Copy out the rows below, swapping every occurrence of "rough mask" for "coarse mask" and leaving everything else as it is.
----- Available data
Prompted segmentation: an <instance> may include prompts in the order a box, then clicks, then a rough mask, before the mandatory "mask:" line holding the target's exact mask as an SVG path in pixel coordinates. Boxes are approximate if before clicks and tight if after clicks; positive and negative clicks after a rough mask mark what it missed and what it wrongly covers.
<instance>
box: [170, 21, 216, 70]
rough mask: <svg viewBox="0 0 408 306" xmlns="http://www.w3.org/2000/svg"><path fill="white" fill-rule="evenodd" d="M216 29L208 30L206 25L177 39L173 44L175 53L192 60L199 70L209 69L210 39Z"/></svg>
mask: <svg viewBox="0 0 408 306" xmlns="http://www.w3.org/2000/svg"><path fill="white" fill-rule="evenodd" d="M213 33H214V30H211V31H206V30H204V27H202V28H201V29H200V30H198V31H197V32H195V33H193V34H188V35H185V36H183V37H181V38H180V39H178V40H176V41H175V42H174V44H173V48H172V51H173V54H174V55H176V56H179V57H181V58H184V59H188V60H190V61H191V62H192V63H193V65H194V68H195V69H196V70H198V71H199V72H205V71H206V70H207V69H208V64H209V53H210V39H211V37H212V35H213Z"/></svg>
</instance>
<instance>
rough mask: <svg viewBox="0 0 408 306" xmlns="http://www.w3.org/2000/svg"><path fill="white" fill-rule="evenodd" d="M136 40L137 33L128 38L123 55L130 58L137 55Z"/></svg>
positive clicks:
----------
— Reply to the exercise —
Prompted segmentation: an <instance> may include prompts in the order a box, then clicks, then a coarse mask, before the mandatory "mask:" line holding the target's exact mask as an SVG path in pixel coordinates. Boxes are approximate if before clicks and tight if after clicks; positive and negative clicks after a coarse mask mark what it missed and what it wrongly covers.
<instance>
box: [170, 21, 216, 70]
coarse mask: <svg viewBox="0 0 408 306" xmlns="http://www.w3.org/2000/svg"><path fill="white" fill-rule="evenodd" d="M216 29L208 30L206 25L177 39L173 44L175 53L192 60L199 70L209 69L210 39Z"/></svg>
mask: <svg viewBox="0 0 408 306" xmlns="http://www.w3.org/2000/svg"><path fill="white" fill-rule="evenodd" d="M213 33H214V30H211V31H206V30H204V27H202V28H201V29H200V30H198V31H197V32H195V33H193V34H188V35H185V36H183V37H181V38H180V39H178V40H176V41H175V42H174V44H173V48H172V51H173V54H174V55H176V56H179V57H181V58H184V59H188V60H190V61H191V62H192V63H193V65H194V68H195V69H196V70H198V71H199V72H205V71H206V70H207V69H208V64H209V53H210V39H211V37H212V35H213Z"/></svg>
</instance>
<instance>
coarse mask: <svg viewBox="0 0 408 306" xmlns="http://www.w3.org/2000/svg"><path fill="white" fill-rule="evenodd" d="M136 40L137 33L128 38L123 55L130 58L137 55Z"/></svg>
positive clicks:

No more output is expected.